Excerpts from a detection dataset:
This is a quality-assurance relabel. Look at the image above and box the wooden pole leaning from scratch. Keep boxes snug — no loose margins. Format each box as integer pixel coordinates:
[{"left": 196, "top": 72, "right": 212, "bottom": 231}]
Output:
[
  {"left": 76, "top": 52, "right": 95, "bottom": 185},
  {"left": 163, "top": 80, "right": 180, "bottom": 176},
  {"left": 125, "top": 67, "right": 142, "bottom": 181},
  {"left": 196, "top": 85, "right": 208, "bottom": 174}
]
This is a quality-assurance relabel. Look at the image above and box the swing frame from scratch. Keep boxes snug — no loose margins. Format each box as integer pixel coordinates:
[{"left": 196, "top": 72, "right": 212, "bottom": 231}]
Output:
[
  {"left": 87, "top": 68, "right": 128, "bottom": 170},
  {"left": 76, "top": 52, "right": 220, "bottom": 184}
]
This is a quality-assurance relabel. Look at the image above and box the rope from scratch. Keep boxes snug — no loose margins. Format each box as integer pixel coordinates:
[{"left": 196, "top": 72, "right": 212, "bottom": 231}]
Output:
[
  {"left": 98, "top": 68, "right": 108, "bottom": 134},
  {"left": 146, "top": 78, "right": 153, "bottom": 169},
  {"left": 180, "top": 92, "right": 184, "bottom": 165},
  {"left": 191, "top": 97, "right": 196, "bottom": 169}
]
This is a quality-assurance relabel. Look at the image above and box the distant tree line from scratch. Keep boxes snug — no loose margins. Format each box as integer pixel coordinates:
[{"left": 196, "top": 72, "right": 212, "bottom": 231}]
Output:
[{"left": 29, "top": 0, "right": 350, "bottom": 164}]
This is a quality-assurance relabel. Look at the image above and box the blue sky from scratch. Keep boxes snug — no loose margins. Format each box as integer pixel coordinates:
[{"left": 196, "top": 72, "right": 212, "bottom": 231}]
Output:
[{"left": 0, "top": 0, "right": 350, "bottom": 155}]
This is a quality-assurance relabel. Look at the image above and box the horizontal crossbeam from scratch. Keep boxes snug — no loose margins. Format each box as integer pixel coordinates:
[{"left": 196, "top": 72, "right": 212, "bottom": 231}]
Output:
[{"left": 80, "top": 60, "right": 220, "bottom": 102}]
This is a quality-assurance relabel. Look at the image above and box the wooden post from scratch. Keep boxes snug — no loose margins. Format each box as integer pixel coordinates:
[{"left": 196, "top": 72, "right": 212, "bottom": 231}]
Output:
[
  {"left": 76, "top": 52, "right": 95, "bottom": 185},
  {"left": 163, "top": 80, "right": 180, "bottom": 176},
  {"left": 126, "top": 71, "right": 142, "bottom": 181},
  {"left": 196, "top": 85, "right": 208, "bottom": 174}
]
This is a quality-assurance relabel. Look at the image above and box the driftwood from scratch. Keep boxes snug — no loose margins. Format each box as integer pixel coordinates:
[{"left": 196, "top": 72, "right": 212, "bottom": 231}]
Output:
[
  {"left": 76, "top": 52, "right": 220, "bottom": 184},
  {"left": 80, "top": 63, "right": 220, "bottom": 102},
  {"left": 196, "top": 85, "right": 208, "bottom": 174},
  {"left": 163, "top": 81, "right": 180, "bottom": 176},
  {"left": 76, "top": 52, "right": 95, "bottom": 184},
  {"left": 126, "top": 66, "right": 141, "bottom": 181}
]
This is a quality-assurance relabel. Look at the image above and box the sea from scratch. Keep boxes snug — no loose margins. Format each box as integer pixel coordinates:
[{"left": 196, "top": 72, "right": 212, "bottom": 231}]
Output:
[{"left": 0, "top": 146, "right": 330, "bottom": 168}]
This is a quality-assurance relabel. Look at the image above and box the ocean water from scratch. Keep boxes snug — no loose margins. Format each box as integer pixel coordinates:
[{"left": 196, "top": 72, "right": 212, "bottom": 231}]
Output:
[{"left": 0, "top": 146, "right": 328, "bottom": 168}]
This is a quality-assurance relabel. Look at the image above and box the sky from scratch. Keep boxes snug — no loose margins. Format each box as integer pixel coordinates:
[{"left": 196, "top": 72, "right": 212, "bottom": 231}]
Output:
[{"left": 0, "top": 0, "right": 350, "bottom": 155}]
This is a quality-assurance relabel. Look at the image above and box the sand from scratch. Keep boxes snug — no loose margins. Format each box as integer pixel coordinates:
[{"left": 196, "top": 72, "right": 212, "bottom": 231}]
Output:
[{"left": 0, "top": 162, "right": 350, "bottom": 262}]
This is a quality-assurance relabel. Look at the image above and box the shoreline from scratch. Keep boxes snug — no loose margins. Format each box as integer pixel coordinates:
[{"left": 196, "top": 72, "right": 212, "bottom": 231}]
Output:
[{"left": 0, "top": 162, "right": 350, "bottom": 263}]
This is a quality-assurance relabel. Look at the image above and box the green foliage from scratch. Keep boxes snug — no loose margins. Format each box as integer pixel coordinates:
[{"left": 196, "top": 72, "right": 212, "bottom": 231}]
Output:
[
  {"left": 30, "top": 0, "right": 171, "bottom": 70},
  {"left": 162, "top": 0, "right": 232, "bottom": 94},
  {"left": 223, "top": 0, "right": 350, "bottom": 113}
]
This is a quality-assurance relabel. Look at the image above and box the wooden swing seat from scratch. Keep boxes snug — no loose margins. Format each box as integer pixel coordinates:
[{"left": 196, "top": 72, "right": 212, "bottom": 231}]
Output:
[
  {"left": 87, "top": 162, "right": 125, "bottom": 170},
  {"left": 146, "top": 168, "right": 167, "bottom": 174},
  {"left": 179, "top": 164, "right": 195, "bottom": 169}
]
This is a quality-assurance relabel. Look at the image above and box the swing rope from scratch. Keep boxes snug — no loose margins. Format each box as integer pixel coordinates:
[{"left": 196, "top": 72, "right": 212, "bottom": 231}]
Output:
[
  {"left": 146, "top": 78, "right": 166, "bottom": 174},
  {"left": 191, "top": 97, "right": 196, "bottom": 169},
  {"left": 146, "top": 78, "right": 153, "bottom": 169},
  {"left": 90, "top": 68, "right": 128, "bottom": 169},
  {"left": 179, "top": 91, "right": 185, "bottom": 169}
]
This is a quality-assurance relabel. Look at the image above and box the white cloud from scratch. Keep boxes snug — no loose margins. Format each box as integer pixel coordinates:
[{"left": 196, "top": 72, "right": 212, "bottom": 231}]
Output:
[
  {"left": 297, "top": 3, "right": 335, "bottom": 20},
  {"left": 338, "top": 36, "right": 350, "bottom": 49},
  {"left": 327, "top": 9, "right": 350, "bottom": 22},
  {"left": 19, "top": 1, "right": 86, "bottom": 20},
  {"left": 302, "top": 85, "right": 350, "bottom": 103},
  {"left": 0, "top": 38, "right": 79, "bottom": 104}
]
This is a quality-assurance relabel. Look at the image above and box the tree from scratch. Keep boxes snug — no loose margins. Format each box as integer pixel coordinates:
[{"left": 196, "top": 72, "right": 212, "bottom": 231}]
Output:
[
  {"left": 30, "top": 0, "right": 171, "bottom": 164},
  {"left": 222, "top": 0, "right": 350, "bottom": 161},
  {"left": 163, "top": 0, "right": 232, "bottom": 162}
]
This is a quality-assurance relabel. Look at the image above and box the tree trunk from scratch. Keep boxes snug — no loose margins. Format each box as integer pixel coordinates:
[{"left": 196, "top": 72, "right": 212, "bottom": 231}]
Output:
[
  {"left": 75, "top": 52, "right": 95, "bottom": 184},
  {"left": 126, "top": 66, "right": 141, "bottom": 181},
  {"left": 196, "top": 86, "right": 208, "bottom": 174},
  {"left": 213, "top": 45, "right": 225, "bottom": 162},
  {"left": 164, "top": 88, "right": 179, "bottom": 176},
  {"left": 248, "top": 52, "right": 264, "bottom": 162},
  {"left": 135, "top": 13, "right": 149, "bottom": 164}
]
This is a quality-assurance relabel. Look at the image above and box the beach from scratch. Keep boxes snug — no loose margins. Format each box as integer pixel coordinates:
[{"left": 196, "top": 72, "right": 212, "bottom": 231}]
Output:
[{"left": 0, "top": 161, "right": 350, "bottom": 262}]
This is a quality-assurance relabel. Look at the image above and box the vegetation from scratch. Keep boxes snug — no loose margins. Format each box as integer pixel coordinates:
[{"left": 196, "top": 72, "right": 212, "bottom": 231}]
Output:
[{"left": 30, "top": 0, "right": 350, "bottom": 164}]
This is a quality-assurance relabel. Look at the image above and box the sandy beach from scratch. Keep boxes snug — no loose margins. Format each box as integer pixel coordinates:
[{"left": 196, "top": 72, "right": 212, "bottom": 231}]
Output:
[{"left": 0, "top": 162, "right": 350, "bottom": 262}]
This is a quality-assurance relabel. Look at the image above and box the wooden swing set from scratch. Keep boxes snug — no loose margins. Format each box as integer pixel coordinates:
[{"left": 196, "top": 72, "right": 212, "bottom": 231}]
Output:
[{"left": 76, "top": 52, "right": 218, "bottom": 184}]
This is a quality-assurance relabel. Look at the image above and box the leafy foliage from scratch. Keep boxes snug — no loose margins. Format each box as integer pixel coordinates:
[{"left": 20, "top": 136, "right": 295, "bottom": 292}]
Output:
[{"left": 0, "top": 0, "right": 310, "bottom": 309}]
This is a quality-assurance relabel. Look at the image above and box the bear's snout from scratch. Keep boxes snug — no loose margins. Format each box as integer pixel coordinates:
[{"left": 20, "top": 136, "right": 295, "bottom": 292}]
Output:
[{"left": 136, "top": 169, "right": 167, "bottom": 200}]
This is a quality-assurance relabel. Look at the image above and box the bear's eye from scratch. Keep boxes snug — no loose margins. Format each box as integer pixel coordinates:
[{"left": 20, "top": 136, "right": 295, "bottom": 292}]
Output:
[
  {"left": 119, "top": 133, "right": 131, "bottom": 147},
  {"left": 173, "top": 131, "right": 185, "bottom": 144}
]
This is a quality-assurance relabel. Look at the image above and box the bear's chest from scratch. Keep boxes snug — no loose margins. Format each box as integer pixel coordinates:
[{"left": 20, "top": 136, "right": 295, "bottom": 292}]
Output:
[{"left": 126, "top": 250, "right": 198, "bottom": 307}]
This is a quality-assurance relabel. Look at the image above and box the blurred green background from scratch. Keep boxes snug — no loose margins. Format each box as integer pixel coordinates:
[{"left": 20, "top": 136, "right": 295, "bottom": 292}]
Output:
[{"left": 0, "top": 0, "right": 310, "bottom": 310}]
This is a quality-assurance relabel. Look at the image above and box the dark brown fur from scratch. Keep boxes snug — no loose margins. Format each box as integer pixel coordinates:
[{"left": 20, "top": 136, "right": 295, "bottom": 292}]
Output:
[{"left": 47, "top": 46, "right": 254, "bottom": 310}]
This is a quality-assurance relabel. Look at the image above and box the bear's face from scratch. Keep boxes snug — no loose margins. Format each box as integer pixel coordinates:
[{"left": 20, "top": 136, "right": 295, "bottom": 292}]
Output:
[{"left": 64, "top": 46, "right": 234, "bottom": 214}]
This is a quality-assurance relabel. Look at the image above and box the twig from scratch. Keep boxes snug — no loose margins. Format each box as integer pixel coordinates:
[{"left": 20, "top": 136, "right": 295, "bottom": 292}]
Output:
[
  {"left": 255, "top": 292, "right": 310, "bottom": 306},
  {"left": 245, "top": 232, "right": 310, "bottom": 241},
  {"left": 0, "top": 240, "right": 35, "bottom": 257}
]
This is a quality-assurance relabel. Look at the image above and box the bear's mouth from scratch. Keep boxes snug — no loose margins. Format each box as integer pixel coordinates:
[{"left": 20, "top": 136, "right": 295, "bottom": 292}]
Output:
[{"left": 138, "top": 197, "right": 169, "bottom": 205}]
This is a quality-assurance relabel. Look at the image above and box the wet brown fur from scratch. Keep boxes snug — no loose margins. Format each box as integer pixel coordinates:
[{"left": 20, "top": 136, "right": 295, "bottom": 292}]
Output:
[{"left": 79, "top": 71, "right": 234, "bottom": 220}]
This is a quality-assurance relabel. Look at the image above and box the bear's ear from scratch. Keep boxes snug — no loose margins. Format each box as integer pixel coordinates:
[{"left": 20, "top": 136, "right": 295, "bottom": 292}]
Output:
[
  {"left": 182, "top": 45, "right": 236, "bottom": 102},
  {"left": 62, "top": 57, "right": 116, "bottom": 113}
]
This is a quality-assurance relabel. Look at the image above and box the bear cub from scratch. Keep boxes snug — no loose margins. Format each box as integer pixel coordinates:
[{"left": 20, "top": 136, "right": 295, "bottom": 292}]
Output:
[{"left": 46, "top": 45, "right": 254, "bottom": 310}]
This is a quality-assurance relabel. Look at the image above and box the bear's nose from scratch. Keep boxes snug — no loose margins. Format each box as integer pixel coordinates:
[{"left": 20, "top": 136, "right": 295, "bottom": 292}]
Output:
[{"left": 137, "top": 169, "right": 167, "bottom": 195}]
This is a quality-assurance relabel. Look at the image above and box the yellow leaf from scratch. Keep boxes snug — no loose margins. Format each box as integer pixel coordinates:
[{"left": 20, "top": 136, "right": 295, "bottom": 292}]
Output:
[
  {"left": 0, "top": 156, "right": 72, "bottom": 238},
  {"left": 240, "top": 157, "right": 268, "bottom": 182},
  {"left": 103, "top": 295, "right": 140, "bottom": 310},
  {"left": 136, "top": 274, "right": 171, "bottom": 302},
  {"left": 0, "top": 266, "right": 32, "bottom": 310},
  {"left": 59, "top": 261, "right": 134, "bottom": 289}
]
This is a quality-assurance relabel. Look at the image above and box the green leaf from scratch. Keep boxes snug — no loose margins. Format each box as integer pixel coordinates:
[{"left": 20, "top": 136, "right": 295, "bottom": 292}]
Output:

What is being asked: Echo the lines of the material verbatim, starting with the line that contains "the green leaf" and continuing through the final line of the material.

Solution to this exercise:
This is a quality-assurance relabel. Look at the image above and box the green leaf from scratch. Keep boxes snug — no loose margins. Format each box as integer pixel coordinates:
[{"left": 20, "top": 136, "right": 295, "bottom": 292}]
Output:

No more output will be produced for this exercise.